Retype exactly the stretch of lines that begins at the line containing "Could you please pick out the chrome rear" and ends at the last line of the data, with no other lines.

►

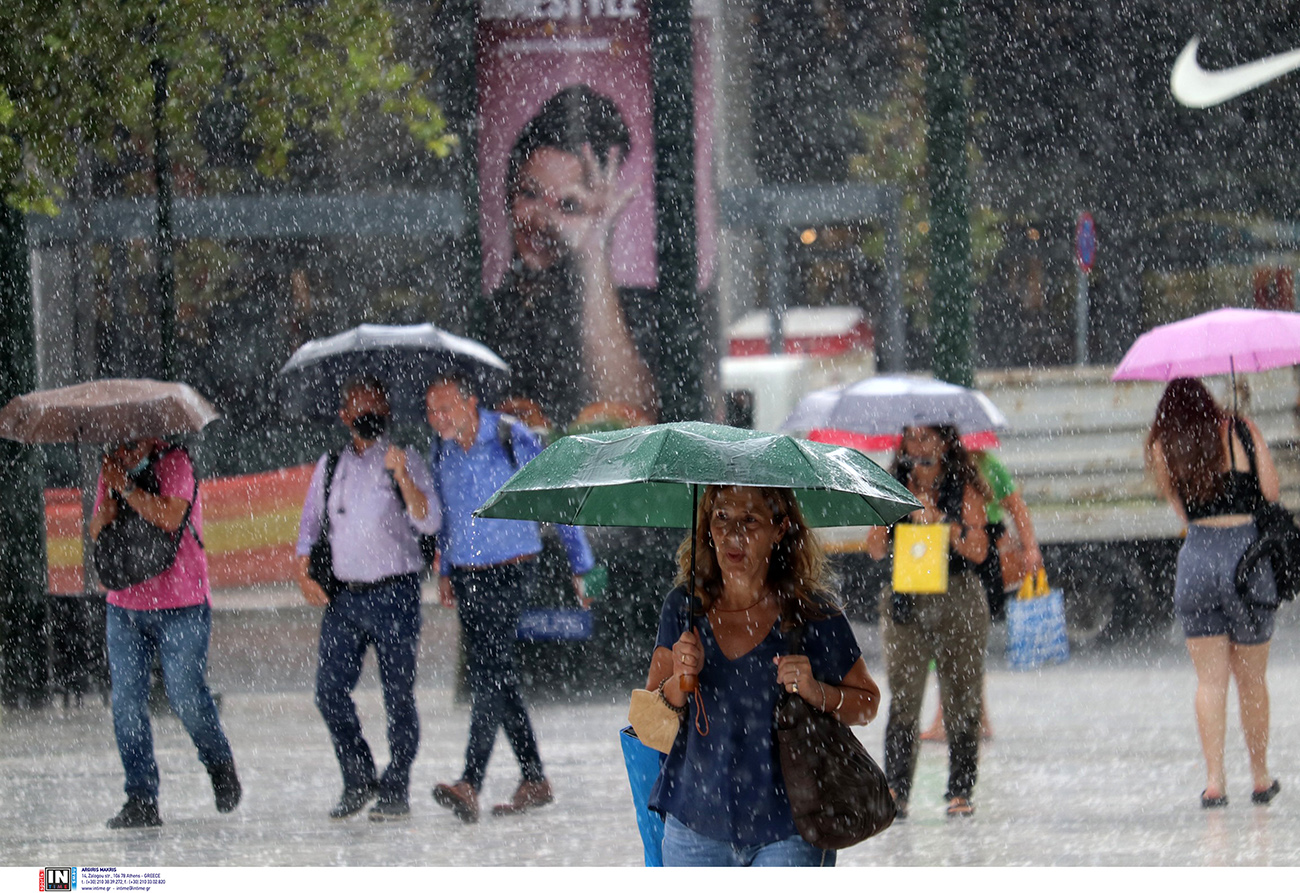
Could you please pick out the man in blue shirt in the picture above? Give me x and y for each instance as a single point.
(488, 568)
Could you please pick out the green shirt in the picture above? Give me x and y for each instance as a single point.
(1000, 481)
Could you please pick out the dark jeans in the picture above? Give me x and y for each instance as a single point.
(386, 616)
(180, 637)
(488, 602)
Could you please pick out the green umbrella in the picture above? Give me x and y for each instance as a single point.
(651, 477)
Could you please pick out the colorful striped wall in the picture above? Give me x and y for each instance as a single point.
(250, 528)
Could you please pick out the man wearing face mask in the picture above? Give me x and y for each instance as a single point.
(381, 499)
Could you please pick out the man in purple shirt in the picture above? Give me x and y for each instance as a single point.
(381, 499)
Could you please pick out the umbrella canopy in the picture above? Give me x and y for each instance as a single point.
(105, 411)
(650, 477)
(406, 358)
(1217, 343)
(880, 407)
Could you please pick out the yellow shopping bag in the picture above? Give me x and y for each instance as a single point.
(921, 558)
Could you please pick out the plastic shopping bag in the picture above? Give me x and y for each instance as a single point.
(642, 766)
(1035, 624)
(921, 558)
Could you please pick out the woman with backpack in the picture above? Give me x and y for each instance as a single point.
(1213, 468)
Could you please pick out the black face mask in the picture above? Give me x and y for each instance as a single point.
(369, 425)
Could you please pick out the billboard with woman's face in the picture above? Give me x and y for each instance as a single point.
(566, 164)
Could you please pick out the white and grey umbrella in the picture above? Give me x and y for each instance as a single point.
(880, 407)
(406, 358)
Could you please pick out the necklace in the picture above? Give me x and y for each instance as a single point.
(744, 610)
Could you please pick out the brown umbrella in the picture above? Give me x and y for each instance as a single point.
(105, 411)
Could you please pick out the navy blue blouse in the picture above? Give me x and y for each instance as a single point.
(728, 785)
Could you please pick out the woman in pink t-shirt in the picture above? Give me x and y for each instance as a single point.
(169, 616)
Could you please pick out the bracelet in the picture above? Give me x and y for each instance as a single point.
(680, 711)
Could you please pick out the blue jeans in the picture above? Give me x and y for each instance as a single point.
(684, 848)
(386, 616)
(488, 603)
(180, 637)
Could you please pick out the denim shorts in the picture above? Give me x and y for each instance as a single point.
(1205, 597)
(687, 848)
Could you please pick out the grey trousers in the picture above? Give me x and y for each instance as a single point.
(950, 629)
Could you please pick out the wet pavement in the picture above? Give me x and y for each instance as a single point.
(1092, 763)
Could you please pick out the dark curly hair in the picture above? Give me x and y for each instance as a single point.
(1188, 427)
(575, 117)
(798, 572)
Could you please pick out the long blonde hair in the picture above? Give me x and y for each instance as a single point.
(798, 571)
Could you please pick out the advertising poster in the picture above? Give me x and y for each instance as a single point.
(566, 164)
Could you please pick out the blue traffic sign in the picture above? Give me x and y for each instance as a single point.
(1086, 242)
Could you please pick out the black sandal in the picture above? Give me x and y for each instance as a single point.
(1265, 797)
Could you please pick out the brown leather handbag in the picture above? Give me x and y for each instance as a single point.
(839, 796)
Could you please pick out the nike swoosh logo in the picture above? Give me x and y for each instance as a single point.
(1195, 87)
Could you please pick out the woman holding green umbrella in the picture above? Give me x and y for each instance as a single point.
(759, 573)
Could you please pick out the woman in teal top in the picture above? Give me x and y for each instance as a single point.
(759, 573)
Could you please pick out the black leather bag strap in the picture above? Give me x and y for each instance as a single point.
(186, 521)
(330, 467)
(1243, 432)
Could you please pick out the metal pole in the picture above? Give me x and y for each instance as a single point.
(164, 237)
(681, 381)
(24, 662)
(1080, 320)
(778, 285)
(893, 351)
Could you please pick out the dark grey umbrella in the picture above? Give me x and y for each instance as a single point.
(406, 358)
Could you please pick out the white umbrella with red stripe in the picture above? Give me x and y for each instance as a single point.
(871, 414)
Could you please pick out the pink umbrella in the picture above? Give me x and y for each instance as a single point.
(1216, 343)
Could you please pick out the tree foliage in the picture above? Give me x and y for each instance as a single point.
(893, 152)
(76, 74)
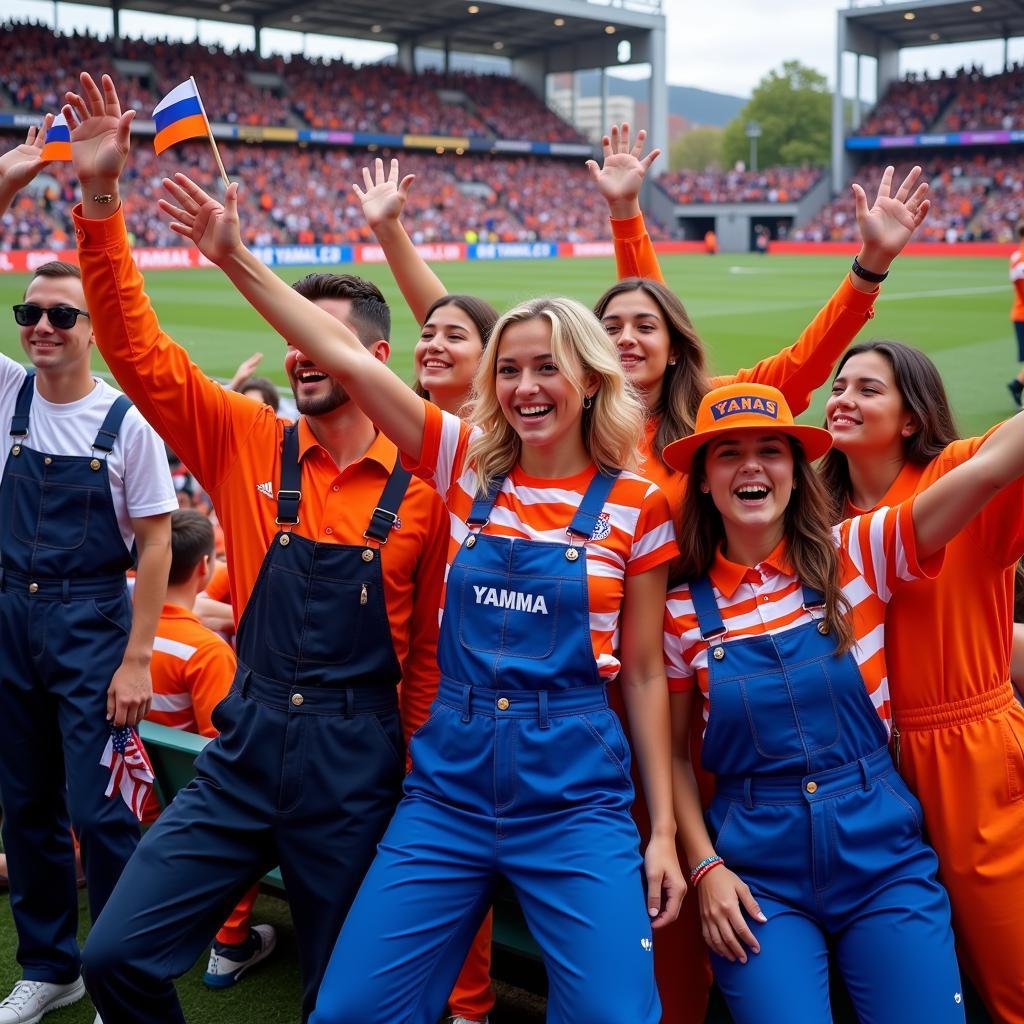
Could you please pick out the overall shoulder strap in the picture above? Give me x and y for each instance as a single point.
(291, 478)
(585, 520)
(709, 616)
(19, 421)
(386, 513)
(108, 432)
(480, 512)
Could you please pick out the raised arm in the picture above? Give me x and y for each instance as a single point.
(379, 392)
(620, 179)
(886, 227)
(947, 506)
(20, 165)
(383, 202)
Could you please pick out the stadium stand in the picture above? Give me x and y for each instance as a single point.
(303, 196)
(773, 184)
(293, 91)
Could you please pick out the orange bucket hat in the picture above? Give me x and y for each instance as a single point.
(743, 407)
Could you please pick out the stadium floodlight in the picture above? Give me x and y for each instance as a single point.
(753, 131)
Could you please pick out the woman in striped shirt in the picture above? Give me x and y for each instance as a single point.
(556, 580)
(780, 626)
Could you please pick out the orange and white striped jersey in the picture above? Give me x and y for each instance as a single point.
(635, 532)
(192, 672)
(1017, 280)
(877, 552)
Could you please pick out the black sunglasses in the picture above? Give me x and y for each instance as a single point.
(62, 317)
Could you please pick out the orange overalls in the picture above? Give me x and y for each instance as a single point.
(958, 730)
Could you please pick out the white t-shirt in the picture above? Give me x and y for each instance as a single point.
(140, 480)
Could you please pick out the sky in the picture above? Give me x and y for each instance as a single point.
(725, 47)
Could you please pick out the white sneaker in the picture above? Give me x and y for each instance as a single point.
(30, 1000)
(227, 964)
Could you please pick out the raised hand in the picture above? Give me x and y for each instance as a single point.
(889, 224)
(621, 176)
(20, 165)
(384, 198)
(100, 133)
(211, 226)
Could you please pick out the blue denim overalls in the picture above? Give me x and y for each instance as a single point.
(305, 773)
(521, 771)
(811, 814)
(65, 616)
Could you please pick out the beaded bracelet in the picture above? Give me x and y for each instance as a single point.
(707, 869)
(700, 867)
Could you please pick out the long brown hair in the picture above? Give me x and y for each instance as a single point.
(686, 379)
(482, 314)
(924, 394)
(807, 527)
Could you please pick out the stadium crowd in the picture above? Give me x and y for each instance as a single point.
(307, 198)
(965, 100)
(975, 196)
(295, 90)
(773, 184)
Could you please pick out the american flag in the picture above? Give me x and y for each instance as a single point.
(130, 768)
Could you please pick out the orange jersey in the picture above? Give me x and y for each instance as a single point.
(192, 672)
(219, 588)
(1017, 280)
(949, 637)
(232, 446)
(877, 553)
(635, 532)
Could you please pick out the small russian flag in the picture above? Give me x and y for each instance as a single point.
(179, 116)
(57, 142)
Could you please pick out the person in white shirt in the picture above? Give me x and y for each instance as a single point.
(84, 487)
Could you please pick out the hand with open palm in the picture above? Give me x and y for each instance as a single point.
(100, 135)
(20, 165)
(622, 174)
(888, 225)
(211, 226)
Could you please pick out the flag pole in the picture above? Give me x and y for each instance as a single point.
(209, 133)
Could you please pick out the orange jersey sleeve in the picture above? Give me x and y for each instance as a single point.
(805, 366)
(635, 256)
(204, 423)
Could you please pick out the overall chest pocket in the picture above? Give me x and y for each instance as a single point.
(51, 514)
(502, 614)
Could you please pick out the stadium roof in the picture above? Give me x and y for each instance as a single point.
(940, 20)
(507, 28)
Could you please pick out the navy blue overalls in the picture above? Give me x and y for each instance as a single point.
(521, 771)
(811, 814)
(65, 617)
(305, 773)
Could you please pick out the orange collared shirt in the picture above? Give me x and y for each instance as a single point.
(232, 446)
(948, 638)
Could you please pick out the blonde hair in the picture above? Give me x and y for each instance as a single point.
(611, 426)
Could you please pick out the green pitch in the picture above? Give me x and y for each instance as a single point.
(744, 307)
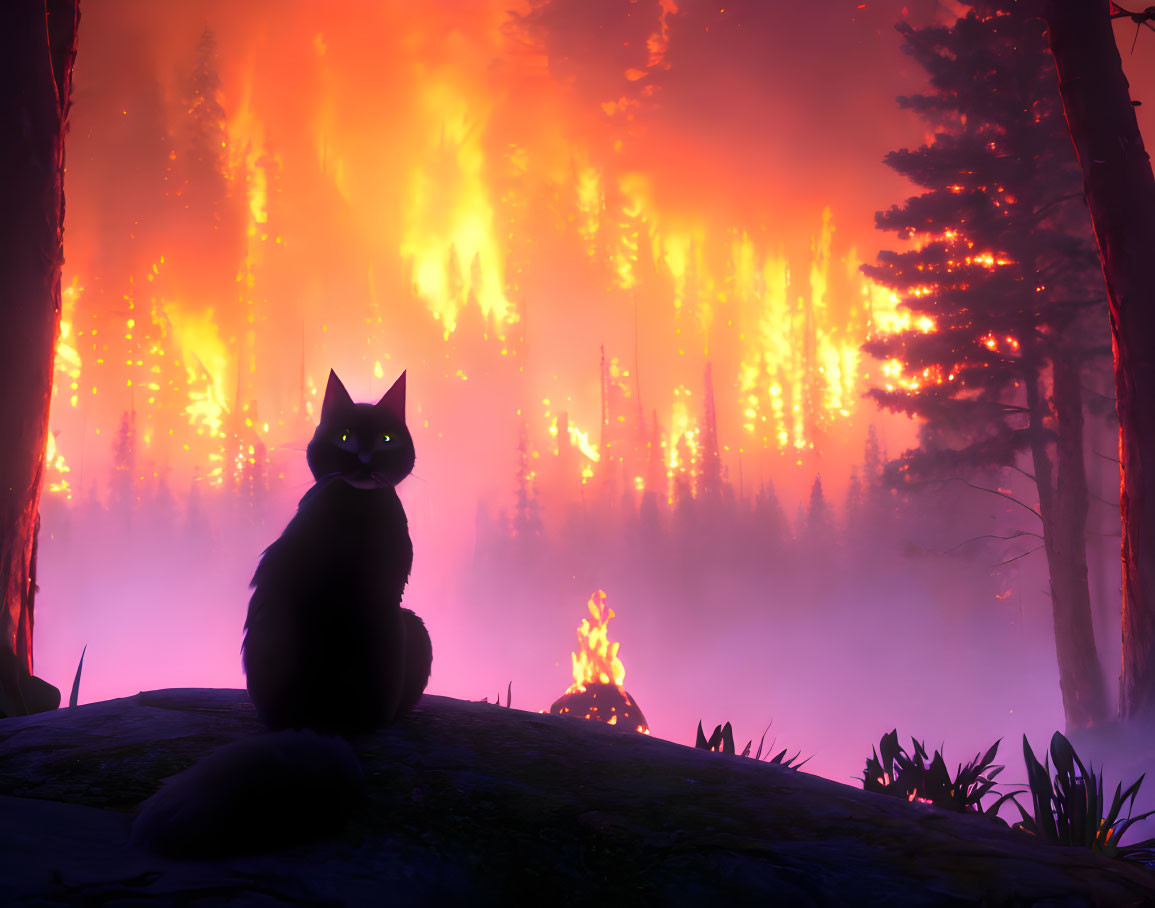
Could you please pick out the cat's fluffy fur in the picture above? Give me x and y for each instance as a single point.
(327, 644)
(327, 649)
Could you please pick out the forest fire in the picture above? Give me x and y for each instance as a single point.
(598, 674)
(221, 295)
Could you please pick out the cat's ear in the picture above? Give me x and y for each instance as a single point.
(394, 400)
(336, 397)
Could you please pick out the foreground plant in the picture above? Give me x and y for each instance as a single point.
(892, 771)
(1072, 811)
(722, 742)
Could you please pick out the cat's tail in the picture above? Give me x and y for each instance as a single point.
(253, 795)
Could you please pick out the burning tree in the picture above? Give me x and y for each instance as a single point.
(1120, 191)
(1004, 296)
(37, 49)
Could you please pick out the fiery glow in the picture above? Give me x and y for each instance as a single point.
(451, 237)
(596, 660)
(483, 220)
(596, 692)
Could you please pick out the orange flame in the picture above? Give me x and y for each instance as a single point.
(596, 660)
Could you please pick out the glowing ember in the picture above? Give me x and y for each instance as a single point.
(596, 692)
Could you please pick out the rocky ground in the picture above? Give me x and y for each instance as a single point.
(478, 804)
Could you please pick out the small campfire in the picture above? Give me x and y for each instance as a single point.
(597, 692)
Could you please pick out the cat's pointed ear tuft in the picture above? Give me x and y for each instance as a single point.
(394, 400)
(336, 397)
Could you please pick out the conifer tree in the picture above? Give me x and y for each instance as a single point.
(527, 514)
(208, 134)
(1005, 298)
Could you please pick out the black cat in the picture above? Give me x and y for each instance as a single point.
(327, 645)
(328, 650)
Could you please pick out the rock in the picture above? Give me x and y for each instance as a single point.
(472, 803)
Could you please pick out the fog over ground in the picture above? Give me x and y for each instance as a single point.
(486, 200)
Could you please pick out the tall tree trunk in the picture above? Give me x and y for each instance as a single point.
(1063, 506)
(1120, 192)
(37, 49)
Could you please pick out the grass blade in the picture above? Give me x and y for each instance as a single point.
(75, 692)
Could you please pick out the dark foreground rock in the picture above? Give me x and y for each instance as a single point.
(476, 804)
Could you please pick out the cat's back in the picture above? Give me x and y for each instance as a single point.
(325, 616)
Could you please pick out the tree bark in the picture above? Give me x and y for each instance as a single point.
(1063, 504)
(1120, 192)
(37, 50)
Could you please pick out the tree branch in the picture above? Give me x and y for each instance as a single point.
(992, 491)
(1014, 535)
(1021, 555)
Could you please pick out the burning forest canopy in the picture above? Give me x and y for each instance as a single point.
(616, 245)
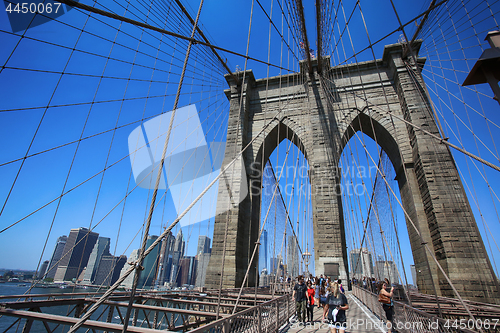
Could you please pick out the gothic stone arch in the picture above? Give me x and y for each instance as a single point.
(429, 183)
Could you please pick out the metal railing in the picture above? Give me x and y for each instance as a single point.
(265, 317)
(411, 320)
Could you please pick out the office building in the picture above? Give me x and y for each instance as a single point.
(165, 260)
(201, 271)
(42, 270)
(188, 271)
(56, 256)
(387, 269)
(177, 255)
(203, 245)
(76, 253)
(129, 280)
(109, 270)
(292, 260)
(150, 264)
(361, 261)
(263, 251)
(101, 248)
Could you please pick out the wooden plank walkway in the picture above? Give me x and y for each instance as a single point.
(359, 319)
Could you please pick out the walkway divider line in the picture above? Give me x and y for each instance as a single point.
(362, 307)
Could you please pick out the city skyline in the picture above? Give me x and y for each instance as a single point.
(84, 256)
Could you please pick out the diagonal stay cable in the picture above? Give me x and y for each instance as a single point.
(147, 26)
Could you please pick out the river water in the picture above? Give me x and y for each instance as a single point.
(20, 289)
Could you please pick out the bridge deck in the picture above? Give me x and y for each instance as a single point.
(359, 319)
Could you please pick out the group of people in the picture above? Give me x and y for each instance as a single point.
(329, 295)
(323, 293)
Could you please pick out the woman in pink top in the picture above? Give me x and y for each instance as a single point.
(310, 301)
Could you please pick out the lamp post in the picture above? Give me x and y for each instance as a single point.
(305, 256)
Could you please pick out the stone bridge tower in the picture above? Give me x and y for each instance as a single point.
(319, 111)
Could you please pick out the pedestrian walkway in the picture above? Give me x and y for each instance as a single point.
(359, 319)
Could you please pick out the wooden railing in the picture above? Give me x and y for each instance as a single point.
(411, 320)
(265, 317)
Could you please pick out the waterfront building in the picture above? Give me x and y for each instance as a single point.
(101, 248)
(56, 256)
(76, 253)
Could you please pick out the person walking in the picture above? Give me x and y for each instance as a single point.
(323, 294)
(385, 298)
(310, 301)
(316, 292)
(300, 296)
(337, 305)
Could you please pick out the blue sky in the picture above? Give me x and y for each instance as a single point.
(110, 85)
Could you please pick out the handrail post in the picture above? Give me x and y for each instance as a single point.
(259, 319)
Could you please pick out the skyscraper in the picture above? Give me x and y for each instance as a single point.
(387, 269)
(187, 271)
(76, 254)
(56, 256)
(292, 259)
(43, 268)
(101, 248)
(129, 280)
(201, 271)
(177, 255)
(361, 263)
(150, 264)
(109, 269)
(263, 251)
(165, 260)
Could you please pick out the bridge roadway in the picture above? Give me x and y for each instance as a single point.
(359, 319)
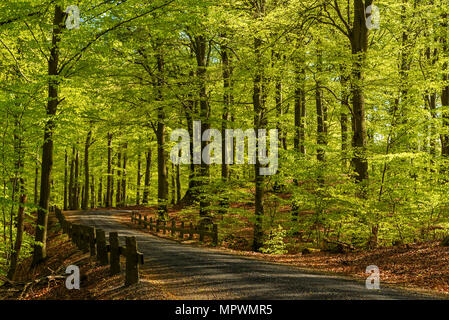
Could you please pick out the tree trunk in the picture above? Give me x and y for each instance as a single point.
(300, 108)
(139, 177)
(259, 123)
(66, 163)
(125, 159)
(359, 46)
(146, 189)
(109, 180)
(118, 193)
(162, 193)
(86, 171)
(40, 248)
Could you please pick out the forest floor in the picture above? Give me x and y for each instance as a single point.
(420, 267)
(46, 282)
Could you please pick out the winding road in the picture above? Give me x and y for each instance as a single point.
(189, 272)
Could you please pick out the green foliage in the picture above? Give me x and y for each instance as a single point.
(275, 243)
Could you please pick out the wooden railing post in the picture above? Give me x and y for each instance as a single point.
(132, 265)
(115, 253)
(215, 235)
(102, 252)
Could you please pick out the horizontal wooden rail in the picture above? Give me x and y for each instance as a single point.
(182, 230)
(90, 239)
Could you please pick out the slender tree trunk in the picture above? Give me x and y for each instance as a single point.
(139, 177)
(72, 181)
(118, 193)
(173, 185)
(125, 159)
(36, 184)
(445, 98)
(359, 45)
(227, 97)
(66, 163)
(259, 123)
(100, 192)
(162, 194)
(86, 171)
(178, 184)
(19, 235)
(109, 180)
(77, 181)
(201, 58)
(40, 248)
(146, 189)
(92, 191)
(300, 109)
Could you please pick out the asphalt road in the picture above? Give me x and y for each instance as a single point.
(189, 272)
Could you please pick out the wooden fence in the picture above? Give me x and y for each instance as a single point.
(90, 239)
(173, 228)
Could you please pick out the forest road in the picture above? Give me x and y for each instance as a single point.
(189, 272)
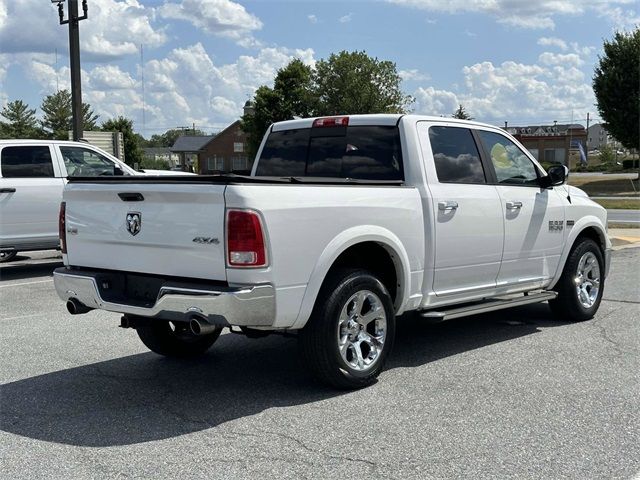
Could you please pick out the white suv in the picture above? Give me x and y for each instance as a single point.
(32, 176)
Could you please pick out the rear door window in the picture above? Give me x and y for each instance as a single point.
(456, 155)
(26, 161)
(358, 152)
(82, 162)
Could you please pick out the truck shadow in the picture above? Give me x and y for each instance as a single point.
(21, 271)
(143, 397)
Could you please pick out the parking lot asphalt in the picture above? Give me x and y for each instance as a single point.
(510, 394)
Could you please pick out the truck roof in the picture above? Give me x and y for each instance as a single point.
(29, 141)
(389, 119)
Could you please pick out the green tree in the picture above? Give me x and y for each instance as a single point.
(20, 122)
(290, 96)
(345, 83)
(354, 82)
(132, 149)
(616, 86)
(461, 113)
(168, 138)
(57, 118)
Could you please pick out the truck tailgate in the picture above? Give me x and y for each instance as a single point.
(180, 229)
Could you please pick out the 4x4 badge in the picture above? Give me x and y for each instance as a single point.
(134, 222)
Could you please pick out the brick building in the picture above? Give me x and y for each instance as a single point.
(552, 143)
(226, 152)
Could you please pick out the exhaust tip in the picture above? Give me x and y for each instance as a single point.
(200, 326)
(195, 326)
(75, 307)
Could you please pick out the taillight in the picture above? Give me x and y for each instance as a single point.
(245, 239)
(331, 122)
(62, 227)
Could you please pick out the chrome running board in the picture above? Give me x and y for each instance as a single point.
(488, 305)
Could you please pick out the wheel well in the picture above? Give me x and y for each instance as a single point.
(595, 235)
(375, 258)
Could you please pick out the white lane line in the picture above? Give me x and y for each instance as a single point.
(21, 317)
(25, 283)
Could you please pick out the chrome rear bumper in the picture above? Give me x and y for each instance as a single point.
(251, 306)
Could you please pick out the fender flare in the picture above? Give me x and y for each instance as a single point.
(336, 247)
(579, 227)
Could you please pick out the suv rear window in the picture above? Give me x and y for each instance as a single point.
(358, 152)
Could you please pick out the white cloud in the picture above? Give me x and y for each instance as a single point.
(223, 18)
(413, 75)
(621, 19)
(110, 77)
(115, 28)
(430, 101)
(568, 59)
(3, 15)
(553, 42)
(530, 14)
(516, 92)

◄

_PROBLEM SOLUTION:_
Could you please pick out the chrome rear bumper in the picture above? Give me x and y for each instance as a single point.
(251, 306)
Could you please pick out the fender flare in the picture above? Give me x and y for each instance as a single point.
(336, 247)
(579, 227)
Could you please pick out the suv rear window in the picture above? Give me x and y for each instance as a single point.
(358, 152)
Could you please pick out the white cloud in the picture above? Give me x and y for each instance as a single point.
(223, 18)
(413, 75)
(621, 19)
(110, 77)
(115, 28)
(430, 101)
(568, 59)
(3, 15)
(553, 42)
(530, 14)
(516, 92)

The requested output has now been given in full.